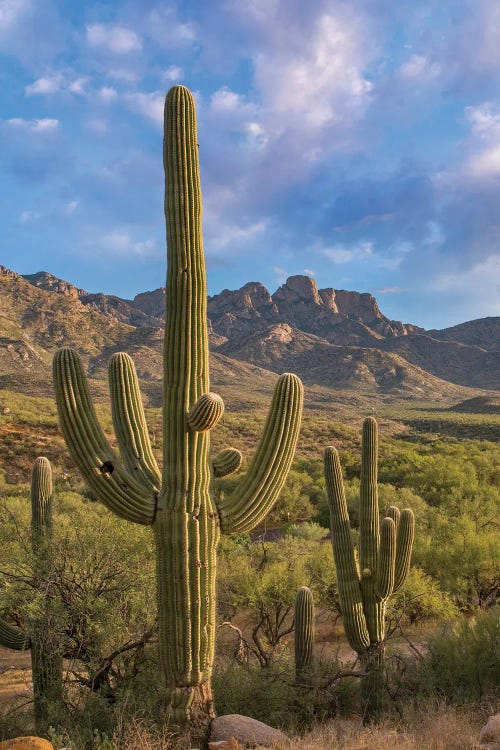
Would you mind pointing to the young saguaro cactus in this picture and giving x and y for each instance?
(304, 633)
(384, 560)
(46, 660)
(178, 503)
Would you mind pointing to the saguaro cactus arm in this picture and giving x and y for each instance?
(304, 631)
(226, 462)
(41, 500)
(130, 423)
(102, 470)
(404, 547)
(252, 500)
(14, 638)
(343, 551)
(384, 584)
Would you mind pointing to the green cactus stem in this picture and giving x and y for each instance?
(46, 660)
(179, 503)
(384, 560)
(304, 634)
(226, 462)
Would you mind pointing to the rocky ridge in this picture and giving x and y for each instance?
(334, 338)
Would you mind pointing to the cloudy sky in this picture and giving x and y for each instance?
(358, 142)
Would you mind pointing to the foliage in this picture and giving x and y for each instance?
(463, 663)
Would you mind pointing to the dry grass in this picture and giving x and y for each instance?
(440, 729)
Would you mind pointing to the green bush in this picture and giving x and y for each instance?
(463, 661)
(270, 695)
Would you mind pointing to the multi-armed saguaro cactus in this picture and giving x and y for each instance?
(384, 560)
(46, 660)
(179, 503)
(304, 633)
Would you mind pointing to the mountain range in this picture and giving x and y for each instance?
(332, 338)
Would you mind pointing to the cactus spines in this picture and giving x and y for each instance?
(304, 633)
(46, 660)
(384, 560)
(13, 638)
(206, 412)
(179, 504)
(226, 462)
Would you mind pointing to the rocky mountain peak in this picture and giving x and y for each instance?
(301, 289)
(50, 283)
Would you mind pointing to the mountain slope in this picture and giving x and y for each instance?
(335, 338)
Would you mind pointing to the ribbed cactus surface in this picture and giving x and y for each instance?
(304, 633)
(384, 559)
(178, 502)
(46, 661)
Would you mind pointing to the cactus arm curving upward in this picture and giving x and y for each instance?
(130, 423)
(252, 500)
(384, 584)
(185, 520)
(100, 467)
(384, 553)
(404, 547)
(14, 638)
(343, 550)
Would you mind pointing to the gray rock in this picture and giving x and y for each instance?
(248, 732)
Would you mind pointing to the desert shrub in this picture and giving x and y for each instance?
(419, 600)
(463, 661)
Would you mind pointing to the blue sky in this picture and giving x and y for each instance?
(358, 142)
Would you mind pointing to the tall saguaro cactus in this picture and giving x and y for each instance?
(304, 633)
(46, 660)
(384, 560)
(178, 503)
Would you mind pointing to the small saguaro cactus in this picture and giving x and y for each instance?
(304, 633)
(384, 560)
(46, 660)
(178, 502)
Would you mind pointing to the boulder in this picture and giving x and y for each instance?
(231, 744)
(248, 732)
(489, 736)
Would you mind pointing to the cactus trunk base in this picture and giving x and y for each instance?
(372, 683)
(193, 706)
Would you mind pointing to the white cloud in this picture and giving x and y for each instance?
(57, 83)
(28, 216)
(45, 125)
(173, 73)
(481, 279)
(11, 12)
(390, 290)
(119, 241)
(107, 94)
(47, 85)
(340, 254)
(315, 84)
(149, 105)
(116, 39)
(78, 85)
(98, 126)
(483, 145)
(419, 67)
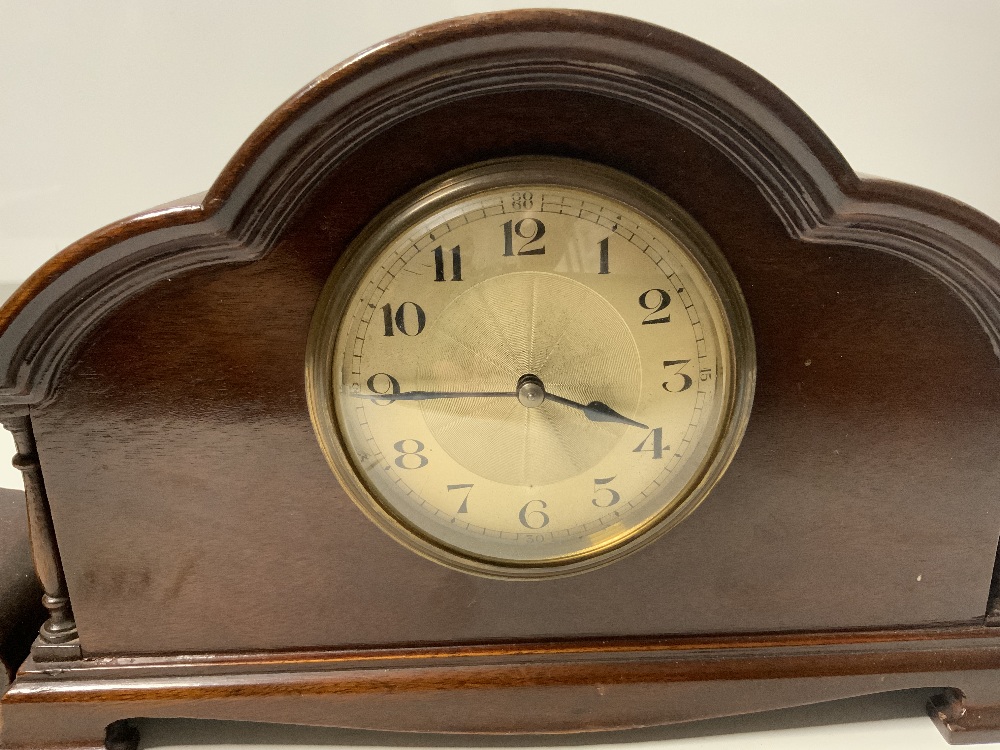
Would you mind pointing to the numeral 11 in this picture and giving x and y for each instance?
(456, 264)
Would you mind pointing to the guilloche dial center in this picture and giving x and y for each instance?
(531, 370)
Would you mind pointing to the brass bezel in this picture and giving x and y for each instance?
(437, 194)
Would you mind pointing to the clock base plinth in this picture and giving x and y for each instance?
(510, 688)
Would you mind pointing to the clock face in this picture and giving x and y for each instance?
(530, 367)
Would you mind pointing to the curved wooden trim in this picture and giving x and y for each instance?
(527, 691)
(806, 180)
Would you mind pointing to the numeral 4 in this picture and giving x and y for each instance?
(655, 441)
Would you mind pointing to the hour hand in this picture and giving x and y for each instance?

» **ACTIVITY**
This exercise needs every entry retyped exactly, with the pictures removed.

» **WRITTEN SOLUTION**
Would you mind pointing to the young saguaro cactus in this picture and giving x and y for each instance?
(304, 633)
(384, 560)
(46, 660)
(178, 503)
Would you mind pointing to the saguaro cactus arm in this picture and giving x and y for each instance?
(304, 631)
(226, 462)
(41, 500)
(130, 423)
(102, 470)
(404, 547)
(252, 500)
(14, 638)
(343, 551)
(384, 584)
Would you mind pointing to the green cactus stem in this picture and giving x and y for each instance?
(46, 660)
(179, 503)
(384, 560)
(304, 634)
(226, 462)
Would you mind pointing to the rocky ridge in this picture and giving x and y for each instance?
(334, 338)
Would you mind pointing to the cloudy sky in this picture and giving x and y for each instance?
(358, 142)
Would you mind pointing to the foliage in this picture and giving x and y for each instance?
(463, 663)
Would you mind pointing to the dry grass in this picture and giving x and y for each instance?
(440, 729)
Would you mind pointing to the green bush in this picture and giving x and y for each instance?
(463, 661)
(270, 695)
Would you mind pointing to the multi-armed saguaro cactus in this picture and giving x and y for each instance?
(384, 560)
(46, 660)
(179, 503)
(304, 633)
Would you mind pointing to the mountain range in this picture and giving x and y for each instance?
(332, 338)
Would you mind pointing to the cactus spines in this picture and giving x and y for each instance?
(304, 633)
(46, 660)
(384, 560)
(13, 638)
(206, 412)
(179, 504)
(226, 462)
Would you mind pointing to the rocky mountain peak in this picture and giving x and y for each instance?
(301, 289)
(50, 283)
Would you mind pointing to the mountain slope in this picture and giving x and y for each instance?
(335, 338)
Would you mind pointing to the ribbed cactus surface in this picture and giving x and y for each instance?
(304, 633)
(384, 559)
(178, 502)
(46, 661)
Would you mind pointing to the cactus arm curving upward in this picture and giving x and y for each instance?
(130, 423)
(252, 500)
(384, 584)
(185, 520)
(100, 467)
(384, 553)
(404, 547)
(14, 638)
(343, 550)
Would you mind pointing to the gray rock in this picture and giving x and y for each instance?
(248, 732)
Would you mind pointing to the desert shrub in this picture and giving x and y for each instance?
(419, 600)
(463, 661)
Would you mind pointing to the blue sky in this picture and giving x and y for each instance?
(358, 142)
Would you mind pointing to the tall saguaro cactus in this picture and giving x and y for each instance?
(304, 633)
(46, 660)
(384, 560)
(178, 503)
Would you mind pointing to the small saguaro cactus in this picture and giving x and y for each instance?
(304, 633)
(384, 560)
(46, 660)
(178, 502)
Would you mind pointing to the boulder in this picture and giving x and y for each instance?
(231, 744)
(248, 732)
(489, 736)
Would you mind pointing to the cactus trunk base in this picture and giving x and y for each instance?
(372, 683)
(193, 706)
Would you mind pointing to the white cloud in this picture and giving x and y for each instance?
(57, 83)
(28, 216)
(45, 125)
(173, 73)
(481, 279)
(11, 12)
(390, 290)
(119, 241)
(107, 94)
(47, 85)
(340, 254)
(315, 84)
(149, 105)
(116, 39)
(78, 85)
(98, 126)
(483, 145)
(419, 67)
Would you mind pointing to the numeral 11 in this picture and giving x and y for each instance?
(456, 264)
Would you mind pointing to the guilloche dial center in this picture and giving x and y for each instance?
(531, 370)
Would you mind pointing to the brass bezel in this picture and giving x and y for each instance?
(437, 194)
Would you mind pointing to the clock base plinth in this picture and giving x and y for each instance?
(510, 688)
Would you mind pointing to the clock face in this picture and giving x and y for each instance?
(530, 367)
Would you mind pointing to the curved wooden trim in this picture and giving x and y for each instance?
(527, 691)
(806, 180)
Would you mind pointing to the numeral 4 in this picture and giving x and y for each instance?
(655, 441)
Would you mind pointing to the hour hand in this picture and giving x and y for each instance?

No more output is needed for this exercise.